— Request —
Locate each line in the records below that contains the word "collar" and copy those lines out in full.

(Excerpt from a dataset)
───

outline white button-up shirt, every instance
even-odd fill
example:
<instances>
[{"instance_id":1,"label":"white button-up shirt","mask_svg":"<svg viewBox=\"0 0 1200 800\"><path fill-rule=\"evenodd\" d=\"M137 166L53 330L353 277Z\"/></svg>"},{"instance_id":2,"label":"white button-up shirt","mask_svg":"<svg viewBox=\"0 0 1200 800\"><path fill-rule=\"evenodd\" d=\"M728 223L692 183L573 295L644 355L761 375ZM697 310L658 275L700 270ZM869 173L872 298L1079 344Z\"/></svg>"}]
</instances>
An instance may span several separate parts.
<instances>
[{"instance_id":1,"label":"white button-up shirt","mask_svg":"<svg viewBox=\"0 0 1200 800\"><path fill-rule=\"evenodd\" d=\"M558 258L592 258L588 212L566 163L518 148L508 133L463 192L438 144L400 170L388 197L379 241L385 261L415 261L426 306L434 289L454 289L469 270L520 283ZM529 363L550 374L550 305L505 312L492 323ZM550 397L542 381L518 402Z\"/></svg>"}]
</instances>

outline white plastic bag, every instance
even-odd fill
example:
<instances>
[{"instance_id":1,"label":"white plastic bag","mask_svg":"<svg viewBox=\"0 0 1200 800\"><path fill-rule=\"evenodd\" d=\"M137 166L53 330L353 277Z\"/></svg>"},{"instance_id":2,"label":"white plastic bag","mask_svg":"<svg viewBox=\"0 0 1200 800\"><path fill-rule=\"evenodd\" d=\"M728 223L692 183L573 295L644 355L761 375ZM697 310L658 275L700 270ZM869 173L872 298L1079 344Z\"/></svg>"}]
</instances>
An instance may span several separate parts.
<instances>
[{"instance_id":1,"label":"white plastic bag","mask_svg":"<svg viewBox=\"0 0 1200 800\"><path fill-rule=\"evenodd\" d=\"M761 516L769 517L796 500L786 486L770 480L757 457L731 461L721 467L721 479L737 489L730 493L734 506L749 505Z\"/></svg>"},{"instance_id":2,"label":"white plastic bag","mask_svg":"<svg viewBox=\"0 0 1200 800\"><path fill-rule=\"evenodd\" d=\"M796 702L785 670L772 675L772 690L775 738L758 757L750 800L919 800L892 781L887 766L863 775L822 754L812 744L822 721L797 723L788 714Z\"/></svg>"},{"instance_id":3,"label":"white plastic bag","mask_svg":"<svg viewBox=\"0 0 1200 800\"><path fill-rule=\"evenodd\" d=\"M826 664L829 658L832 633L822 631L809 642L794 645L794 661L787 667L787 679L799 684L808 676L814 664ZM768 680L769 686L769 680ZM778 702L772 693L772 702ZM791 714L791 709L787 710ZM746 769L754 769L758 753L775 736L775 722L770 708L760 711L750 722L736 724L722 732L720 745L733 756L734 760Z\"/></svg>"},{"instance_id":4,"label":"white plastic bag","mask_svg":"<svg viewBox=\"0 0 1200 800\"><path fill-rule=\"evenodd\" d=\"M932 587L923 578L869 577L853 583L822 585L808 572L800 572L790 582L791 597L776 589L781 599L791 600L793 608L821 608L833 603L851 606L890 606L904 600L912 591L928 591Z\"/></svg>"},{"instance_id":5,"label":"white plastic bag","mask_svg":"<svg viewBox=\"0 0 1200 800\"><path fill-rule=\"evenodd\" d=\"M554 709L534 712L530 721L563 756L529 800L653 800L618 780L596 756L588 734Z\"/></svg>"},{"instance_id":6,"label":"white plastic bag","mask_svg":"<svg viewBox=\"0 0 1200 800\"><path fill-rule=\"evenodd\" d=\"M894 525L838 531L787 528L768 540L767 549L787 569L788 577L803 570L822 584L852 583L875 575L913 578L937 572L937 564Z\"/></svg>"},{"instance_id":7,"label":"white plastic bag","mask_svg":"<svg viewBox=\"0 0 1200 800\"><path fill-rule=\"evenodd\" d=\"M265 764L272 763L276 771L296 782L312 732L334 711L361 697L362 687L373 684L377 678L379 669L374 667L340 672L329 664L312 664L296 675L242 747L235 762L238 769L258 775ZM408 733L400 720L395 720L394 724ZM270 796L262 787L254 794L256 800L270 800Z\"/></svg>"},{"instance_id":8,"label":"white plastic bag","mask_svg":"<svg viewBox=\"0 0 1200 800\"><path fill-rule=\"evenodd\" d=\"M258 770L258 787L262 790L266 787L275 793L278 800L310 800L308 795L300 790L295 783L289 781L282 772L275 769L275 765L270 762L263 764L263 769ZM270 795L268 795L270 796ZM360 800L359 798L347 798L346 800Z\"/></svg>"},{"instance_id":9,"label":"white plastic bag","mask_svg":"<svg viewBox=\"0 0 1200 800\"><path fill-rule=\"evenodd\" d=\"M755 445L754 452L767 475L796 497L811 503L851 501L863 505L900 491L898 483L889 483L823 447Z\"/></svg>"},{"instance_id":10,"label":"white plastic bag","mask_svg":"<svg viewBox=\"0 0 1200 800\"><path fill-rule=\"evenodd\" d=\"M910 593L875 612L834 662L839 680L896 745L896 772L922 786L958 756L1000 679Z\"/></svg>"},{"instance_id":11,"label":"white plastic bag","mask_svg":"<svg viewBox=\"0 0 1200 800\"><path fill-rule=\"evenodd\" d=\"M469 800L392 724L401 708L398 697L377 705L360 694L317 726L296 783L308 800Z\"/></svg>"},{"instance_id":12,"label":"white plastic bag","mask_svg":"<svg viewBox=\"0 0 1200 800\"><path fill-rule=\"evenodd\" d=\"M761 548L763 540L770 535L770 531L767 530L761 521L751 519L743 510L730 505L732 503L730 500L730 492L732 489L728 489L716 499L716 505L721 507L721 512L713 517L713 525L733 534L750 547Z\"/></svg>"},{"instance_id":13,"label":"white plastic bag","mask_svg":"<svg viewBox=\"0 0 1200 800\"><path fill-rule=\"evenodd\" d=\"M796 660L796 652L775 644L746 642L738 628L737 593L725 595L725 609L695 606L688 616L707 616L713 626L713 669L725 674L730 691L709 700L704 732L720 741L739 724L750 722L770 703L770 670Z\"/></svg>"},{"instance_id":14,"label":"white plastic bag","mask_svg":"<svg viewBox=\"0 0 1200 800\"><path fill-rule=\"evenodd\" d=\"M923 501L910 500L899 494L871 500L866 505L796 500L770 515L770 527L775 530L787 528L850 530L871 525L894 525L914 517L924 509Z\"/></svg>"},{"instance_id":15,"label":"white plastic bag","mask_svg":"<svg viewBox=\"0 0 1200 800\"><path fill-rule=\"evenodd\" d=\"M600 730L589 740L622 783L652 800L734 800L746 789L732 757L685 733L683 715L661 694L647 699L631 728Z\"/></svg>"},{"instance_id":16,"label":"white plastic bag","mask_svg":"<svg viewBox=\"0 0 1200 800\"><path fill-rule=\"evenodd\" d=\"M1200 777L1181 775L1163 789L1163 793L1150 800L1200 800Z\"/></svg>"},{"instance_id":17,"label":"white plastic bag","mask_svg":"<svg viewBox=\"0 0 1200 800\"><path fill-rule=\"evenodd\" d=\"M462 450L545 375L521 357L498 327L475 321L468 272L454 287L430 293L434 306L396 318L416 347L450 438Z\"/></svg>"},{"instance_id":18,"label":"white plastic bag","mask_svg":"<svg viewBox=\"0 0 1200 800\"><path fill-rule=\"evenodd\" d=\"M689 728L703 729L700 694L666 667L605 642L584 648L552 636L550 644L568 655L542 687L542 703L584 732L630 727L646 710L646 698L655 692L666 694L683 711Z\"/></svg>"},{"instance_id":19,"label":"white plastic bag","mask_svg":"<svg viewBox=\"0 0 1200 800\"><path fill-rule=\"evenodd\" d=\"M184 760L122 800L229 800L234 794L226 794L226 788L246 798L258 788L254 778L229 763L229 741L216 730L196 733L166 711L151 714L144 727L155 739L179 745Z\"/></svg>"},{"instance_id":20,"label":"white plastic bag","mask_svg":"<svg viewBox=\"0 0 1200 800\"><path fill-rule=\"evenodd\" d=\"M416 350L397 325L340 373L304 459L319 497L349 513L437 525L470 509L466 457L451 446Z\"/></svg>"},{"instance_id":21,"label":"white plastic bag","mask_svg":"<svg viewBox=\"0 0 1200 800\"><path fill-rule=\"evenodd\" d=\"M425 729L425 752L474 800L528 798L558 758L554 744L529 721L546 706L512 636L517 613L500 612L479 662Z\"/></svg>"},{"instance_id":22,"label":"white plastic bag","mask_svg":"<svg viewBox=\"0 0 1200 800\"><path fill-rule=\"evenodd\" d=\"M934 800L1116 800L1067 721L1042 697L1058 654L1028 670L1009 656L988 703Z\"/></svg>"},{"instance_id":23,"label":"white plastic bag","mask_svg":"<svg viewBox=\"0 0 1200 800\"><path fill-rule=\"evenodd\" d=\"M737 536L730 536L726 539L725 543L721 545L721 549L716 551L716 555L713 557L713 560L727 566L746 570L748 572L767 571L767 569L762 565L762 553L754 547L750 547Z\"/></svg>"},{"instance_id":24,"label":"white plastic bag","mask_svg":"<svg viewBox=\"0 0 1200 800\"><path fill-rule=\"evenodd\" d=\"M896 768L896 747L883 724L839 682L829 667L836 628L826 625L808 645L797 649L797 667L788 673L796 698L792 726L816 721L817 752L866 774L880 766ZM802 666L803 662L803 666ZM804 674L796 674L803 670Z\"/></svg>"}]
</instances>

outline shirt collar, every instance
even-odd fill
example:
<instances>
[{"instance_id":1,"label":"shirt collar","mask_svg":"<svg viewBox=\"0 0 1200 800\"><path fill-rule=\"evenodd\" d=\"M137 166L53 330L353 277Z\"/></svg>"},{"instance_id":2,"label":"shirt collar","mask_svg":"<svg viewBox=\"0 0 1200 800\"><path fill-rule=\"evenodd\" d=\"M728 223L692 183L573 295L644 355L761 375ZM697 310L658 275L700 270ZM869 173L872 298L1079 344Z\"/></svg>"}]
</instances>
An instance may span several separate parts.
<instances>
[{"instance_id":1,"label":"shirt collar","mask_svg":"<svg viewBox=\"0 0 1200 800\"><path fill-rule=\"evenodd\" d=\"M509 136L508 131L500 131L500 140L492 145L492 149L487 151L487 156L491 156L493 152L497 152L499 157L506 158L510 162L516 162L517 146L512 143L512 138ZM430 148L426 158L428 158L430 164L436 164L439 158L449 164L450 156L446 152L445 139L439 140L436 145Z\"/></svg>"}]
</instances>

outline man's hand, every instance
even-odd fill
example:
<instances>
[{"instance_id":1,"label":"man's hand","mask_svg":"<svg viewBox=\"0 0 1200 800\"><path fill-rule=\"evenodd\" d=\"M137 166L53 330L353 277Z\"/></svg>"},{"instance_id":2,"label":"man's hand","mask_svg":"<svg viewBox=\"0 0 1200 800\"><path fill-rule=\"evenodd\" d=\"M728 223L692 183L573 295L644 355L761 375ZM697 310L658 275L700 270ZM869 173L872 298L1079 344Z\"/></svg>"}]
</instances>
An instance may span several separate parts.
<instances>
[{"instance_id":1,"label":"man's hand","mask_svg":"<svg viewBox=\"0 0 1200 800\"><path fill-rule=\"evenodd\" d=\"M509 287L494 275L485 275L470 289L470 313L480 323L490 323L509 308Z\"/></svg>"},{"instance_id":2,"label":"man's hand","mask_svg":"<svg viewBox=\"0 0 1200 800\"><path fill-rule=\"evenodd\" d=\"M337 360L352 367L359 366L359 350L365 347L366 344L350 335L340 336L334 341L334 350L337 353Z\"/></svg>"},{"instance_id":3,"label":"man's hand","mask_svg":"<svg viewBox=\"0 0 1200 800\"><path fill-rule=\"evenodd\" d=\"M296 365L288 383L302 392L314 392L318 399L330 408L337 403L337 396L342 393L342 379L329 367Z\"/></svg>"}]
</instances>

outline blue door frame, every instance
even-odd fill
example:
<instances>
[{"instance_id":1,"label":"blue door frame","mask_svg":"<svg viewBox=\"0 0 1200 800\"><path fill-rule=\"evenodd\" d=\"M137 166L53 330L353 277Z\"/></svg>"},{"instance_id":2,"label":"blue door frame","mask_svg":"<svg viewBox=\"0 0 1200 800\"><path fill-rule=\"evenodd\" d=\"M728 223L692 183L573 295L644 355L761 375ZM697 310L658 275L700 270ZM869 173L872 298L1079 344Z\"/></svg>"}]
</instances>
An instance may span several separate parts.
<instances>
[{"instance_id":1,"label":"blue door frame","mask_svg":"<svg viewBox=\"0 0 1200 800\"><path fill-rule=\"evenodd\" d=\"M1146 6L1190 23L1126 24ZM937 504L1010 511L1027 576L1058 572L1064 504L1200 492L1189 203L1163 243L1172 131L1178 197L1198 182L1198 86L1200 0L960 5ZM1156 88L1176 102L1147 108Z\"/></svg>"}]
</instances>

───

— Response to the exercise —
outline shirt collar, every instance
[{"instance_id":1,"label":"shirt collar","mask_svg":"<svg viewBox=\"0 0 1200 800\"><path fill-rule=\"evenodd\" d=\"M137 166L53 330L353 277Z\"/></svg>"},{"instance_id":2,"label":"shirt collar","mask_svg":"<svg viewBox=\"0 0 1200 800\"><path fill-rule=\"evenodd\" d=\"M728 223L692 183L573 295L644 355L761 375ZM697 310L658 275L700 270ZM869 173L872 298L1079 344Z\"/></svg>"}]
[{"instance_id":1,"label":"shirt collar","mask_svg":"<svg viewBox=\"0 0 1200 800\"><path fill-rule=\"evenodd\" d=\"M509 136L508 131L500 131L500 140L492 145L492 149L487 151L487 156L491 156L493 152L497 152L499 157L506 158L510 162L516 162L517 146L512 143L512 138ZM430 148L426 158L428 158L430 164L436 164L439 158L449 164L450 156L446 152L445 139L439 140L436 145Z\"/></svg>"}]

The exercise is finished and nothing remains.